**Document**
The transition from court to samurai rule permanently reconfigured Japan’s political and cultural landscape. Samurai notions of honour gave rise to a society that balanced notions of competition with collaboration, one that has detectable sociological resonances to this day. Early samurai, such as those who fought against the thirteenth-century invading Mongols, sought honour and reward through acts of heroism, while later samurai, domesticated through years of vassalage, had to discipline their pursuit of honour to concrete public needs. As with the Mongol invasions, samurai fought valiantly in order to better their personal reputations, and this established a culture of entrepreneurialism. But, countering this trend, vassalage encouraged the organizational conformity that evolved into Japan’s famous tendency towards corporatism. Throughout their centuries of rule, samurai balanced the pursuit of honour with their collective obligations, making them enduring heroic figures for many around the world.
Samurai sought documentation of their success in battle through witness reports, just as Meiji entrepreneurs sought visible financial successes. The samurai Takezaki Suenaga, before engaging Mongol ‘pirates’, reportedly exclaimed, ‘The way of the bow and arrow is to do what is worthy of reward.’ Samurai found ways of building individual reputations within a constricting vassalage system, just as contemporary Japanese have found means of individual creative expression within Japan’s stifling corporate culture. In some respects, this is one of the most enduring legacies of samurai rule in Japanese society.

**Source data**
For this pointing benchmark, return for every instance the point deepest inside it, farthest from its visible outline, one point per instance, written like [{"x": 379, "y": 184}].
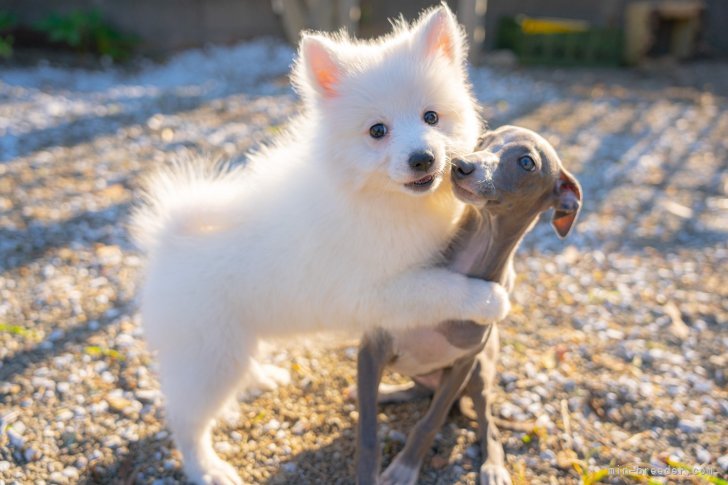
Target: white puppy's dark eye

**Objectives**
a) In the passage on samurai rule, take the wording from "Samurai sought documentation" to "in Japanese society." and swap "entrepreneurs" for "industrialists".
b) According to the passage on samurai rule, through what did samurai seek documentation of their success in battle?
c) Render this sentence from the passage on samurai rule in Spanish: "Samurai notions of honour gave rise to a society that balanced notions of competition with collaboration, one that has detectable sociological resonances to this day."

**Results in order**
a)
Samurai sought documentation of their success in battle through witness reports, just as Meiji industrialists sought visible financial successes. The samurai Takezaki Suenaga, before engaging Mongol ‘pirates’, reportedly exclaimed, ‘The way of the bow and arrow is to do what is worthy of reward.’ Samurai found ways of building individual reputations within a constricting vassalage system, just as contemporary Japanese have found means of individual creative expression within Japan’s stifling corporate culture. In some respects, this is one of the most enduring legacies of samurai rule in Japanese society.

b) Through witness reports.

c) Las nociones samuráis del honor dieron origen a una sociedad que equilibraba las nociones de competencia con las de colaboración, una sociedad que tiene resonancias sociológicas perceptibles hasta el día de hoy.